* **Set problem**:
Write out, precisely and in full, each line of the material.

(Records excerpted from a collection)
┌────────
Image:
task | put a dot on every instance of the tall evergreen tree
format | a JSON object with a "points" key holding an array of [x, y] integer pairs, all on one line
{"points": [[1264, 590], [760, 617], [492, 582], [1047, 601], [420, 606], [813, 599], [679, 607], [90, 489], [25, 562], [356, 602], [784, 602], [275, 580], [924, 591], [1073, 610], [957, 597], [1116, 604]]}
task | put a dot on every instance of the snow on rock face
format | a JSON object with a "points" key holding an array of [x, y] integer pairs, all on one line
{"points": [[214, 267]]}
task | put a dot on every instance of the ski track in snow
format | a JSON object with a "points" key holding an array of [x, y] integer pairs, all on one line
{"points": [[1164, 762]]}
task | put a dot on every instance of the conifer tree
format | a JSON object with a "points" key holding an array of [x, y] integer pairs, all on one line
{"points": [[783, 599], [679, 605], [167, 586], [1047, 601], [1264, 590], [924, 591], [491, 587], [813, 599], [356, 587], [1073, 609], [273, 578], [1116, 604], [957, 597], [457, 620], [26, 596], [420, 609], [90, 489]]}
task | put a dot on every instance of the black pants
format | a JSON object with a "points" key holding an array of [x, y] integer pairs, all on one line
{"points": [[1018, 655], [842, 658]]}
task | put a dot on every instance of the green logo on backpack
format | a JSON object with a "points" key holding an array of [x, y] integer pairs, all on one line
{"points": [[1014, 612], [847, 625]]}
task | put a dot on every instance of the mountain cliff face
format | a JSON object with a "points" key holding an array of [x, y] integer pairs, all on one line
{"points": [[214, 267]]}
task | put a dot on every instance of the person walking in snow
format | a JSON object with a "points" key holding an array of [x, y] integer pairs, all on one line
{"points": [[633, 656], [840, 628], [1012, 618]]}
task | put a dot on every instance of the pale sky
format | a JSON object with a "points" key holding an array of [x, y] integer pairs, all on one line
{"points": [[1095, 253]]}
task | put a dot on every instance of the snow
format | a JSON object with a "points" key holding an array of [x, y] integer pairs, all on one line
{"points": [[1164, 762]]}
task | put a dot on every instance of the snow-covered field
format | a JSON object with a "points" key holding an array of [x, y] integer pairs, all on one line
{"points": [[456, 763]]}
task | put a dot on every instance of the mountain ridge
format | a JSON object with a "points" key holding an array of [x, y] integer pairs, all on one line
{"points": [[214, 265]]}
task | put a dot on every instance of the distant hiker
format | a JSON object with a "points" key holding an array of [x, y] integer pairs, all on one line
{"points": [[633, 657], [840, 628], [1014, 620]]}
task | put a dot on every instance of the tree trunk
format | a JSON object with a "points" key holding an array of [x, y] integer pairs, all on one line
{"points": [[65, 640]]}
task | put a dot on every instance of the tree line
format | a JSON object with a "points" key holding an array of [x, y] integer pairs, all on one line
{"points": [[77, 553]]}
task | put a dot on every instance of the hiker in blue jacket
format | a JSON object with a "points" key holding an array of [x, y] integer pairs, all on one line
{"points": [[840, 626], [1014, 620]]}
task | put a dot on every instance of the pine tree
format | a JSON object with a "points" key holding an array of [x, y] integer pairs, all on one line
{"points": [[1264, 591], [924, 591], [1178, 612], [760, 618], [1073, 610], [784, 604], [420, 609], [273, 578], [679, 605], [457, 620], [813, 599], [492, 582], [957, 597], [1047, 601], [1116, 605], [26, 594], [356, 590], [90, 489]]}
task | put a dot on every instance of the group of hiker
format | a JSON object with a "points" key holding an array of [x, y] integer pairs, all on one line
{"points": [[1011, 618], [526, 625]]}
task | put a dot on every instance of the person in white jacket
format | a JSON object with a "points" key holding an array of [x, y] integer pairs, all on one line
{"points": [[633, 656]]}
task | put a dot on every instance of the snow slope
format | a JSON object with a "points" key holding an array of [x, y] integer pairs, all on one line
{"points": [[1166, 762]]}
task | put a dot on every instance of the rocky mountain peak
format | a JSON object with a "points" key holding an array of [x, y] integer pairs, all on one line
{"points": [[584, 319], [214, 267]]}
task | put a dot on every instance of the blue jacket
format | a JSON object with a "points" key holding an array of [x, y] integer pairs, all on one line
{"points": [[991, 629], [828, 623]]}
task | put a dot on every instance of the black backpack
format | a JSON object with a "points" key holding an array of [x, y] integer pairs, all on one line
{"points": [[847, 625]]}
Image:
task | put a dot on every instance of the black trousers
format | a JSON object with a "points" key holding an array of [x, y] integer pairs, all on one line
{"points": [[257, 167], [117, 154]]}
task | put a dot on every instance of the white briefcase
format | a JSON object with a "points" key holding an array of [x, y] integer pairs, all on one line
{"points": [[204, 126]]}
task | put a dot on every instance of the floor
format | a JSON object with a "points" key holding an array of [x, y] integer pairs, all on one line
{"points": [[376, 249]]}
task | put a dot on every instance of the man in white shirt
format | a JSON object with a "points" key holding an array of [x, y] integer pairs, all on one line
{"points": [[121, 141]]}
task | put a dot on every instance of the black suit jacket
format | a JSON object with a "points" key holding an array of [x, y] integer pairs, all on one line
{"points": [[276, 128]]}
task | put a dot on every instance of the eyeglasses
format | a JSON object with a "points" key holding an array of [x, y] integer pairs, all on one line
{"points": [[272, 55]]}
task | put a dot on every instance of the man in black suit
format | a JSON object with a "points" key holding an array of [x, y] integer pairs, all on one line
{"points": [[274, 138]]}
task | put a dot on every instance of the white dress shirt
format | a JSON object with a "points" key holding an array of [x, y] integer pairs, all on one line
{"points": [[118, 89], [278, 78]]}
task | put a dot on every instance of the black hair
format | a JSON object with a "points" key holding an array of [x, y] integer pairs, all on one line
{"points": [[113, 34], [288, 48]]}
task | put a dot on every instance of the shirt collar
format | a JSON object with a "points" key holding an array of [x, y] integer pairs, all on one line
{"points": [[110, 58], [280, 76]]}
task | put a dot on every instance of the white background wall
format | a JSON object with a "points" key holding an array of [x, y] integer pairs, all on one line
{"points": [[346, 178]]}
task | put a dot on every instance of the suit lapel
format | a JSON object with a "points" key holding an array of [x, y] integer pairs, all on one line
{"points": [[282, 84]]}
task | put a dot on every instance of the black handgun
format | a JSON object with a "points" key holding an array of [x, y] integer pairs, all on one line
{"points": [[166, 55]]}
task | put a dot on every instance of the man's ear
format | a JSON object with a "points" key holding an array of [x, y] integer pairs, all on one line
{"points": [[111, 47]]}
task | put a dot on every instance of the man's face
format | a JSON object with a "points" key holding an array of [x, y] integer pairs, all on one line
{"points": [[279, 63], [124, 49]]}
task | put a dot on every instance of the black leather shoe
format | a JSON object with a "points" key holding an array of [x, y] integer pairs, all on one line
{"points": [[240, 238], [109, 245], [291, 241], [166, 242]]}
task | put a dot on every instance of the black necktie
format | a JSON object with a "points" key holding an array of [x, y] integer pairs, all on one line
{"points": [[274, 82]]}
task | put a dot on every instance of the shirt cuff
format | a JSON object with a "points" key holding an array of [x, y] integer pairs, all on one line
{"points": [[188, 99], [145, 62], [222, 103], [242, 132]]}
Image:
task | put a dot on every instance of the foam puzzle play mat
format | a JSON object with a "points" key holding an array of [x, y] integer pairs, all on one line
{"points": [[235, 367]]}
└────────
* **Exercise response**:
Image:
task | put a dot on every instance of the tall evergreen tree
format | a JSON object with a "points" key holding an array of [x, y] integer pairs, all on one line
{"points": [[1264, 590], [760, 617], [492, 582], [1047, 601], [420, 606], [813, 599], [679, 607], [90, 489], [25, 562], [356, 602], [784, 602], [275, 580], [924, 591], [1073, 610], [957, 597], [1116, 604]]}
task | put a dot on every instance of the snow on rock face
format | a JSON object with a "points" key holding an array of [x, y] integer pairs, all on one line
{"points": [[214, 267]]}
task | put a dot on every instance of the ski track in snow
format | a JSON object with a "points" key holding an array of [x, y] integer pairs, all on one line
{"points": [[1164, 762]]}
task | put a dot on every instance of the conifer tree
format | a JSON object with a "points" key holding an array of [x, y] integer pairs, all on one line
{"points": [[783, 599], [679, 605], [167, 586], [1047, 601], [1264, 590], [924, 591], [491, 587], [813, 599], [356, 587], [1073, 609], [273, 578], [1116, 604], [957, 597], [457, 620], [26, 596], [420, 609], [90, 489]]}
task | put a dot on every instance of the black pants
format | a JSON object with a "points" key holding an array of [x, y] integer pairs, all on one line
{"points": [[1018, 655], [842, 658]]}
task | put a dot on every instance of the green logo on backpack
format | a JSON object with a "points" key holding an array of [x, y] integer pairs, all on one line
{"points": [[1014, 612], [847, 625]]}
task | put a dot on every instance of the mountain cliff face
format | a JSON object with a "points" key holding an array of [x, y] integer pairs, all on one line
{"points": [[214, 267]]}
task | put a dot on every instance of the person walking in snow
format | a JSON object with a "points" key holding an array of [x, y] integer pairs, all on one line
{"points": [[633, 656], [840, 628], [1012, 618]]}
task | put a dot on every instance of the pale sky
format | a JSON object with a "points" key holding an array of [x, y] integer pairs, all on one line
{"points": [[1095, 253]]}
task | put a dot on every instance of the snow
format | a JSON object with a "points" key holding an array of [x, y] integer pairs, all on one line
{"points": [[1164, 762]]}
task | put a dot on every instance of the snow-covered field
format | a JSON object with a "points" key holding an array of [x, y] integer pairs, all on one line
{"points": [[456, 763]]}
task | put a dot on every instance of the mountain ridge
format | a JSON object with a "points" key holding an array of [x, y] integer pairs, all on one line
{"points": [[214, 265]]}
task | put a dot on every instance of the distant hiker
format | a JSON object with a "points" key holding an array of [x, y] integer pairs, all on one line
{"points": [[633, 657], [840, 628], [1014, 620]]}
task | put a dot on every instance of the tree trunk
format | a JSON object with a "points" key holding an array of [x, y] integer pairs, all on one line
{"points": [[65, 640]]}
task | put a dot on every instance of the tree line
format | a JSON object with a "points" key holding an array of [x, y] integer pairs, all on one line
{"points": [[77, 553]]}
task | put a dot on every instance of the hiker in blue jacket
format | a JSON object with a "points" key holding an array of [x, y] integer pairs, all on one line
{"points": [[840, 626], [1014, 620]]}
task | put a dot on every instance of the pine tree
format | a JSON object with a "points" key holding an array of [x, y] integer pairs, all on one line
{"points": [[1264, 591], [924, 591], [1178, 612], [760, 618], [1073, 610], [784, 604], [420, 609], [273, 578], [679, 605], [457, 620], [813, 599], [492, 582], [957, 597], [1047, 601], [1116, 605], [26, 594], [356, 590], [90, 489]]}
task | put a dot on every instance of the group of hiker
format | a JSON object with a "points" key holding an array of [x, y] integer pairs, all on one line
{"points": [[1011, 618], [526, 625]]}
task | put a dot on every instance of the person in white jacket
format | a JSON object with a "points" key holding an array of [x, y] integer pairs, all on one line
{"points": [[633, 656]]}
task | put a dot on every instance of the snow slope
format | a JSON object with a "points" key holding an array of [x, y] integer pairs, all on one line
{"points": [[1166, 762]]}
task | put a dot on every instance of the rocky mountain peak
format | a JSON object with a "points" key holding an array of [x, y] integer pairs, all on one line
{"points": [[584, 319], [214, 267]]}
task | put a dot on every instance of the blue jacket
format | a JSON object with a "points" key holding an array of [x, y] integer pairs, all on one line
{"points": [[991, 629], [828, 623]]}
task | put a dot on every instance of the black backpack
format | a JSON object with a "points" key holding an array of [x, y] integer pairs, all on one line
{"points": [[847, 625]]}
Image:
task | put a dot on every instance of the black trousers
format | a JSON object with a "points" key holding an array of [x, y] integer pairs, all on one line
{"points": [[257, 167], [117, 154]]}
task | put a dot on every instance of the white briefcase
format | a JSON object with a "points" key holding an array of [x, y] integer pairs, all on one line
{"points": [[204, 126]]}
task | put a dot on every instance of the floor
format | a JSON object with a "points" key holding an array of [x, y] integer pairs, all on one line
{"points": [[376, 249]]}
task | put a dot on every instance of the man in white shirt
format | a JSON object with a "points" key holding an array of [x, y] integer pairs, all on one line
{"points": [[121, 141]]}
task | put a dot on every instance of the black suit jacket
format | a JSON object with a "points" key holding an array of [x, y] integer pairs, all on one line
{"points": [[276, 128]]}
task | put a dot on every instance of the eyeglasses
format | a JSON object with a "points" key holding an array of [x, y] integer pairs, all on one line
{"points": [[272, 55]]}
task | put a dot on every instance of the man in black suit
format | a JSON object with a "points" key holding an array of [x, y] integer pairs, all on one line
{"points": [[274, 138]]}
task | put a dot on every instance of the white dress shirt
format | a JSON object with a "points" key holding an array of [x, y] integer pairs, all on one line
{"points": [[118, 89], [278, 78]]}
task | put a dot on every instance of the black hair
format | a JSON object with a "points" key holding an array of [x, y] integer pairs, all on one line
{"points": [[113, 34], [288, 48]]}
task | put a dot on every instance of the shirt collar
format | a JSON object with a "points" key holding an array of [x, y] integer pairs, all on one line
{"points": [[110, 58], [280, 76]]}
task | put a dot on every instance of the white background wall
format | a JSON object with a "points" key holding an array of [x, y] integer pairs, all on one line
{"points": [[346, 178]]}
task | put a dot on every instance of the suit lapel
format | a JSON object with a "points" key holding an array of [x, y] integer pairs, all on one line
{"points": [[282, 84]]}
task | put a dot on every instance of the black handgun
format | a JSON object with a "points" key holding an array of [x, y] integer pairs, all on one line
{"points": [[166, 55]]}
task | put a dot on every instance of the man's ear
format | a JSON object with a "points" key holding an array of [x, y] integer pairs, all on one line
{"points": [[111, 47]]}
task | put a dot on every instance of the man's face
format | a JSON object with a "points" key holding an array of [x, y] integer pairs, all on one line
{"points": [[279, 63], [124, 49]]}
task | put a dot on every instance of the black leather shoe
format | a JSON object with a "points" key holding an array of [x, y] integer pairs, all on one line
{"points": [[240, 238], [109, 245], [291, 241], [166, 242]]}
task | put a dot on every instance of the black necktie
format | a JSON object with a "points" key holding an array of [x, y] integer pairs, all on one line
{"points": [[274, 82]]}
task | put a dot on every instance of the shirt cuff
format | a JSON object with a "points" key holding an array of [x, y] integer pairs, all on one line
{"points": [[188, 99], [145, 62], [222, 103], [242, 132]]}
Image:
task | put a dot on every instance of the foam puzzle play mat
format | a JSON object with a "points" key holding an array of [x, y] integer pairs, all on one line
{"points": [[235, 367]]}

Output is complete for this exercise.